## Work to be completed
Convert every line of the records below into a JSON list of strings, one string per line, leaving out blank lines and the pictures.

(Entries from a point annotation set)

+ + + +

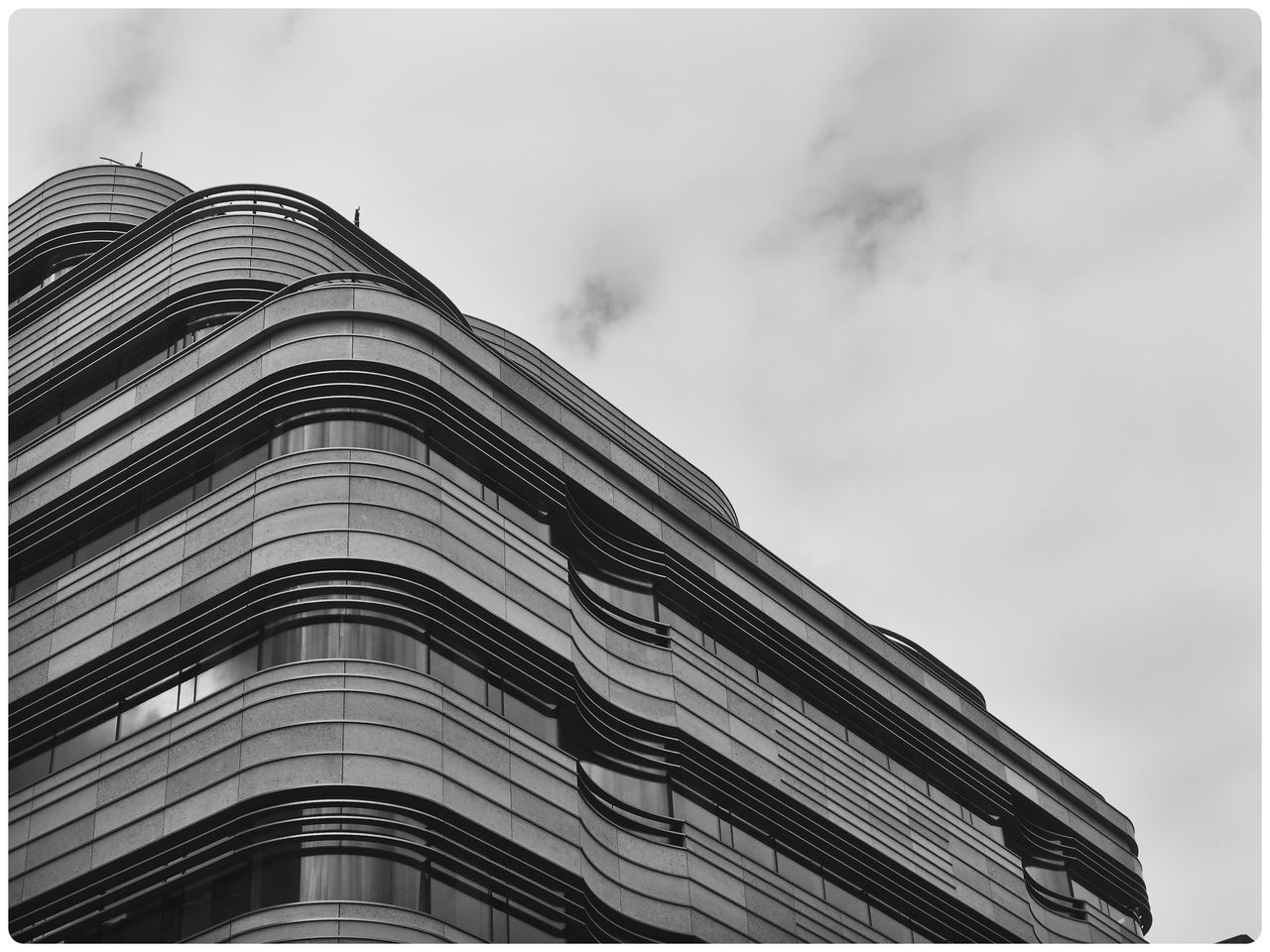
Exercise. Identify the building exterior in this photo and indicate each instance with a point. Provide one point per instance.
(336, 613)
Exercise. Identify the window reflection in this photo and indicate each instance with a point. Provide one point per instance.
(213, 467)
(648, 793)
(361, 634)
(149, 711)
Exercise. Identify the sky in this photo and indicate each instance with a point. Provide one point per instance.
(961, 309)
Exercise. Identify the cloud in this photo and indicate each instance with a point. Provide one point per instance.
(601, 302)
(960, 307)
(869, 220)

+ + + +

## Correct output
[
  "Exercise. Identify the building exterior in this photo and indicate each instance with a point. Provide one point per instance.",
  "(336, 613)",
  "Exercise. Identify the window reflection in this photo and indicate each instance with a point. Provide one point per instance.",
  "(213, 467)",
  "(648, 793)",
  "(361, 634)",
  "(149, 711)",
  "Exercise. Identify the sky in this photo and indicate each instance with a point. Provide one point per instance.",
  "(961, 309)",
  "Exercise. Identify the cloud in this photo and indicate each instance with a point. Provide one point per instance.",
  "(601, 302)",
  "(960, 307)",
  "(869, 220)"
]